**Requirement:**
Produce a verbatim transcription of the records below, beginning at the line containing "the blue jacket" and ending at the final line; include only those lines.

**Data excerpts:**
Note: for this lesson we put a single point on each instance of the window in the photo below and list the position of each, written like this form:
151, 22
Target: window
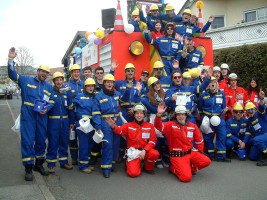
218, 22
256, 14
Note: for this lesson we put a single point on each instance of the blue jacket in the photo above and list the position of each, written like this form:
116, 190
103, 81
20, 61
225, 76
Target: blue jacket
31, 88
237, 130
212, 104
63, 108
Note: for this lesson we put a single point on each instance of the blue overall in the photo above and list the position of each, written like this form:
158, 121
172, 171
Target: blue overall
84, 105
76, 88
33, 126
59, 119
213, 105
107, 106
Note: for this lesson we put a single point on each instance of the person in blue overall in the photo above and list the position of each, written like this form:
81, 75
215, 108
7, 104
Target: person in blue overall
154, 97
76, 87
257, 124
212, 103
60, 121
33, 124
168, 47
237, 131
83, 104
189, 58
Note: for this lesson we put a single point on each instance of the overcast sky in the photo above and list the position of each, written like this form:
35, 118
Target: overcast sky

**Response to the task:**
Note: for this lesson we put a single point on each instance of the blue jacket in the photo above and list the position of each, written like this form:
116, 190
103, 81
20, 61
225, 76
Target: blue jacket
31, 88
237, 130
212, 104
63, 108
Note: for this lesson we put a single point on each instance of the blue overall in the photo above and list the position of each, written like this form:
158, 121
172, 171
Target: blue overall
84, 105
76, 88
33, 126
59, 119
213, 105
107, 106
Note: for this lesson we put a single point on each instance of the person in blue overall in the photo above and list the position of each, written like this form:
81, 75
215, 108
7, 104
Target: person in blue overall
154, 97
76, 87
257, 124
212, 103
60, 121
33, 124
168, 47
237, 131
83, 104
189, 58
Note: for this lesson we put a single point on each instance of the overcast sky in the photo above and list the position of each, written like this form:
35, 118
Target: overcast sky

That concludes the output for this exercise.